==== Study text

Plus: Being A Good Parent, A Cool Workout Tool and TikTok Alpha.

I spent a lot of time looking at stars this weekend in cottage country. It’s a really humbling experience. For those of us that live in places where we can’t see stars, we forget.

We should get out to nature more.

“Look again at that dot. That's here. That's home. That's us. On it everyone you love, everyone you know, everyone you ever heard of, every human being who ever was, lived out their lives. The aggregate of our joy and suffering, thousands of confident religions, ideologies, and economic doctrines, every hunter and forager, every hero and coward, every creator and destroyer of civilization, every king and peasant, every young couple in love, every mother and father, hopeful child, inventor and explorer, every teacher of morals, every corrupt politician, every "superstar," every "supreme leader," every saint and sinner in the history of our species lived there - on a mote of dust suspended in a sunbeam.” - Carl Sagan

This photo — Earth as a tiny speck suspended in a sunbeam, 3.7 billion miles away — is a reminder of two things at once:

  1. We’re cosmically insignificant.

  2. It’s a miracle we exist at all.

========
==== Given data

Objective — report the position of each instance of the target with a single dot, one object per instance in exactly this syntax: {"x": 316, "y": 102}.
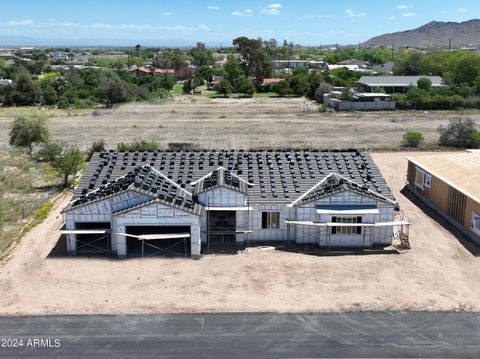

========

== Work to complete ==
Pick up the stargazing piece after its final line and keep writing it. The listing has nothing to do with the stargazing piece.

== Written response ==
It’s strange to hold both ideas in your head at the same time. On one hand, your birthday means nothing to the Andromeda galaxy. On the other, the odds of your specific genetic lottery ticket coming up are so low that you being here at all borders on absurd.

An aligned excerpt from a Gurwinder Bhogal essay I read this week:

“Genetically, there are far more people that could’ve been born instead of you than there are atoms in the universe. And yet, you are one of the mere 8 billion of us that are here now. To be alive is to possess an unfathomably rare gift; treat your time in this world with the gratitude it deserves.“

We’re made of stars that were billions of years old from a cosmic explosion. They floated through space and coalesced into people who argue over who's gonna get the first pick in next year’s NBA draft.

Sure, there were some intermediary steps, but the origin is the same.

That scale is freeing. The world is wide open. If you’re going to disappear back into dust anyway, you might as well spend your time arranging the particles in a way that makes you proud.

Too often we find ourselves arranging them into patterns that look good to other people, often to our own detriment.

Omnes Pulvere Stellarum Sumus. We Are All Stardust.

I’d spent years thinking about what I wanted for my first tattoo. At the time it was a subtle rebellion to my semi-religious upbringing. We’re made of stars, how silly is it to think things are a few thousand years old.

But worldviews shift. Over the years, the phrase stopped being about winning arguments and started being about awe. About how improbable it is that anything exists, let alone us. Eventually it turned into more of a question: What if?

What if there’s more to all this?

What if the improbability of our existence is an invitation to live the way we want to?

What if the only immortality we get is the way we show up for the people in our lives?

If you zoom out far enough you can’t even see the earth. Sorry Steve but whatever “dent you want to make in the universe” isn’t visible.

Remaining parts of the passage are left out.